DIRECTIONS FOR THIS TASK
Copy out all the records, word for word.

*** Block opens ***

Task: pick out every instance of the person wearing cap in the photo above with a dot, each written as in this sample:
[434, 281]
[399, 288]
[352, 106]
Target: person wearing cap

*** Block closes ***

SOLUTION FOR THIS EXERCISE
Task: pick out every instance of the person wearing cap in the photo above with a dot, each written as in this sample:
[434, 281]
[399, 288]
[352, 106]
Target: person wearing cap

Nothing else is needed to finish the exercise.